The required output is the exact sequence of lines from the line holding "target | green foliage" to the end of the records, inclusive.

_ _ _ _ _ _ _

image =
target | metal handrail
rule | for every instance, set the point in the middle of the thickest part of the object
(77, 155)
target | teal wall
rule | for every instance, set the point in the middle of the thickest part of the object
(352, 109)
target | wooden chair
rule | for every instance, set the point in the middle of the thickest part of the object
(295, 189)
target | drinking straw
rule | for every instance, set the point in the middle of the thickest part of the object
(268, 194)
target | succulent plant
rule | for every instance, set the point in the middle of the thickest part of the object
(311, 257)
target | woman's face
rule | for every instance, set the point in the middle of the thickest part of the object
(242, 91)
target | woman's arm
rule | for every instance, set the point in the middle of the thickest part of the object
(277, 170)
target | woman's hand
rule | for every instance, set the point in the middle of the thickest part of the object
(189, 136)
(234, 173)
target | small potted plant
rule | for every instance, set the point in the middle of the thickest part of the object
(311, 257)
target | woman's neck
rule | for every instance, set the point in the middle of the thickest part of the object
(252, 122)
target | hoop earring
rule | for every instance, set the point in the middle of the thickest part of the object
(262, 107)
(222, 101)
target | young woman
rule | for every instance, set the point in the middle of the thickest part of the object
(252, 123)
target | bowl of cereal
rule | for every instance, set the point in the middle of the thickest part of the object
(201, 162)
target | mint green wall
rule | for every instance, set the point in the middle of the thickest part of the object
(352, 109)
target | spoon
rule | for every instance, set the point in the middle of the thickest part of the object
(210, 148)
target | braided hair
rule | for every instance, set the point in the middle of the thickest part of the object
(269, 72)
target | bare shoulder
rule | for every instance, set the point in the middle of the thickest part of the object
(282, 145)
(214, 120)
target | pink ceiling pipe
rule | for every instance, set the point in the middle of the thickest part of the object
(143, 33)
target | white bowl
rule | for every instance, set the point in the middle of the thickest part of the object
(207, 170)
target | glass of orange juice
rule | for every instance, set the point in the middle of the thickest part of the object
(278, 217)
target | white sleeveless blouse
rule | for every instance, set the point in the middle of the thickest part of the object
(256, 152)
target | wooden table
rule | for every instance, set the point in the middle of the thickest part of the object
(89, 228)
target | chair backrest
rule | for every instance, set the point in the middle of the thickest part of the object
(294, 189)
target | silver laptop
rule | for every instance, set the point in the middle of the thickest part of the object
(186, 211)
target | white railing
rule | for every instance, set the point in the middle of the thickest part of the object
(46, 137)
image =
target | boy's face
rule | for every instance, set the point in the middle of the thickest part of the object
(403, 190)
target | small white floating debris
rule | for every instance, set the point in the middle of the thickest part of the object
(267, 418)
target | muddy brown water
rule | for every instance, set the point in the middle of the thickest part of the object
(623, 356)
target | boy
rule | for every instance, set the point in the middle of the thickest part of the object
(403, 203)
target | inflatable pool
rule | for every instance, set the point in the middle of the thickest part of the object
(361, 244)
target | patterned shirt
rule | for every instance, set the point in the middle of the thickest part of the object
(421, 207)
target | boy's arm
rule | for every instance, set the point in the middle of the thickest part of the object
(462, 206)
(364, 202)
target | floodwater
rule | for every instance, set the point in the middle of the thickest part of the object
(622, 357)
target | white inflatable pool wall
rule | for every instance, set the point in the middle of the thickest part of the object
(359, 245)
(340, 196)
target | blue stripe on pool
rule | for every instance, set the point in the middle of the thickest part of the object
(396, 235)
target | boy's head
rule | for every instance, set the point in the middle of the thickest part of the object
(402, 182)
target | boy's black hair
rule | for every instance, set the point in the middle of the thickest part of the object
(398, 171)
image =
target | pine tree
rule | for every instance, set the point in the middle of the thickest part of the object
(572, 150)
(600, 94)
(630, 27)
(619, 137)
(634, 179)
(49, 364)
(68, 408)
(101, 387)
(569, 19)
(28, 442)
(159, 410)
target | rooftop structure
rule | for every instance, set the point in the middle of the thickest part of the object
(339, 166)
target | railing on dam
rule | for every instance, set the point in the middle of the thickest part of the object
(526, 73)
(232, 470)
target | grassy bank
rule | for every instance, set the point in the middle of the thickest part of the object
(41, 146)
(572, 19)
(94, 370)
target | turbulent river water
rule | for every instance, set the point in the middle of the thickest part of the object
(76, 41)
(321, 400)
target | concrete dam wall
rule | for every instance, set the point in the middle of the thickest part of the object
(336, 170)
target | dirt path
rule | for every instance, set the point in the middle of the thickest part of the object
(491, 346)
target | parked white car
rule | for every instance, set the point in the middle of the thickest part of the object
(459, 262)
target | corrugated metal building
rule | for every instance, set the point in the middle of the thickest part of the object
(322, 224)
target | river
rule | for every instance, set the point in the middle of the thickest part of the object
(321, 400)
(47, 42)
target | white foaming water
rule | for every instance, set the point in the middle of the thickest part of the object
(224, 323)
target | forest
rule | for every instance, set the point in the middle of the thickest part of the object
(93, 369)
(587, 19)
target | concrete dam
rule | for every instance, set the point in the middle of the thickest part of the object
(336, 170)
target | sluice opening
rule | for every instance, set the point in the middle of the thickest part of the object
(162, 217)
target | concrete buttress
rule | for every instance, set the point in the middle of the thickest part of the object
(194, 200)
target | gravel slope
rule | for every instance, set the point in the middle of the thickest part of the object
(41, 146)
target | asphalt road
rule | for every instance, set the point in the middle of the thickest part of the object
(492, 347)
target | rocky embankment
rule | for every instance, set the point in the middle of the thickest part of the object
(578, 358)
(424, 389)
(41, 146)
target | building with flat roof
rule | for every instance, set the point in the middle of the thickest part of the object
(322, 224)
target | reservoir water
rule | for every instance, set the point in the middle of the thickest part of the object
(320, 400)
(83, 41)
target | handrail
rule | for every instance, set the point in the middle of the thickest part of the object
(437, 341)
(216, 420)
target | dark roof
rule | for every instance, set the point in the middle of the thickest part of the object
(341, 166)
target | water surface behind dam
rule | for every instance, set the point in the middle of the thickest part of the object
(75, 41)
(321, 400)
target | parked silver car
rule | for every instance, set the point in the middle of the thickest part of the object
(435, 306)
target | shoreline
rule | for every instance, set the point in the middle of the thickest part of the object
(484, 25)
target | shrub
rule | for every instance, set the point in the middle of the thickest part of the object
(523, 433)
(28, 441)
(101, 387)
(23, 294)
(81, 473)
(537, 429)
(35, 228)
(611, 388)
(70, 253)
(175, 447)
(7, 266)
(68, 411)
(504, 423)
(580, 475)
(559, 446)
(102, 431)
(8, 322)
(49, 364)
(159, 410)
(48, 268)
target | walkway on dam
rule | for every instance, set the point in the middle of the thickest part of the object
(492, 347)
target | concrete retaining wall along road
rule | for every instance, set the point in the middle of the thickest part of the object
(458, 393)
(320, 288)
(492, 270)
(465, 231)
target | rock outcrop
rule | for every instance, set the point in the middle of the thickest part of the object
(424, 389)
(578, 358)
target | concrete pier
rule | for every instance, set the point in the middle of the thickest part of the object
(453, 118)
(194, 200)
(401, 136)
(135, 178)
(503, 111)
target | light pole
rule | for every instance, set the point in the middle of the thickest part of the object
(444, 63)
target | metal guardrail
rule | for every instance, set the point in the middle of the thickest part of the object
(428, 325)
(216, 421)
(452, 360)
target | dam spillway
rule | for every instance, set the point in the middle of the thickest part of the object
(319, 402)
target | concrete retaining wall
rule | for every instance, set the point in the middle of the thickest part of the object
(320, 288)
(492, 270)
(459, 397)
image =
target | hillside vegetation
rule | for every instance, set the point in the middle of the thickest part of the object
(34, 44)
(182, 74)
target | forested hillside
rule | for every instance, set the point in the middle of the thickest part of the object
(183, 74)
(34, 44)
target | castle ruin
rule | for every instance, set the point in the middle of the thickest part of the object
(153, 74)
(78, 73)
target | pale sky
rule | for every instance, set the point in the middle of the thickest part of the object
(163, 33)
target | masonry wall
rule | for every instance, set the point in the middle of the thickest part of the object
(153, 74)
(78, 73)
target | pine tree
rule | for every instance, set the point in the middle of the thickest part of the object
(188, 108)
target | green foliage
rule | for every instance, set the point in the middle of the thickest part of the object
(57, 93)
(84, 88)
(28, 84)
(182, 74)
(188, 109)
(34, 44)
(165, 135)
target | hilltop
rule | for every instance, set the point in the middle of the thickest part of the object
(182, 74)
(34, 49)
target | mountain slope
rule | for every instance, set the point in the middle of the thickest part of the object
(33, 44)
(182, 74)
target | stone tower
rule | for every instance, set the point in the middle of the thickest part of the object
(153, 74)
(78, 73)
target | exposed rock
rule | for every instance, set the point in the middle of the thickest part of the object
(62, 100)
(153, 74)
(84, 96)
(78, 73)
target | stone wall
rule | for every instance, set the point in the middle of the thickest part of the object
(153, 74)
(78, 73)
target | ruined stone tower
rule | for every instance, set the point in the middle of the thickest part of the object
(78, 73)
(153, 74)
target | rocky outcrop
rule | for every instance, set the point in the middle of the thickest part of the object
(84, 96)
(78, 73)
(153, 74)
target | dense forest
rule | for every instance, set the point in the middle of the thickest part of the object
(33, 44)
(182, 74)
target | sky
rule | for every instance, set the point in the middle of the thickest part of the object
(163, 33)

_ _ _ _ _ _ _

▶ EXERCISE RESULT:
target | green foliage
rule | for every instance, set the point in the middle of the thickest part of the object
(57, 93)
(84, 88)
(28, 84)
(182, 74)
(188, 109)
(34, 44)
(165, 135)
target | hilltop
rule | for every instance, set the point in the middle of the thickest part of the object
(182, 74)
(34, 49)
target | mountain slope
rule | for every instance, set the point in the middle of the thickest part of the object
(33, 44)
(182, 74)
target | stone tower
rule | for every instance, set the point in the middle of the thickest part of the object
(153, 74)
(78, 73)
target | exposed rock
rule | for every instance, set the point in the middle of the thickest part of the object
(62, 100)
(153, 74)
(84, 96)
(78, 73)
target | stone wall
rule | for every instance, set the point in the middle of the thickest part of the object
(153, 74)
(78, 73)
target | ruined stone tower
rule | for every instance, set the point in the middle of the thickest part of the object
(78, 73)
(153, 74)
target | rocky outcrop
rule | for every instance, set the point in the middle of the thickest part of the object
(84, 96)
(78, 73)
(153, 74)
target | dense forest
rule | for every instance, set the point in the middle of the thickest part of the object
(33, 44)
(182, 74)
target | sky
rule | for every instance, set the point in the middle of the thickest part of the object
(163, 33)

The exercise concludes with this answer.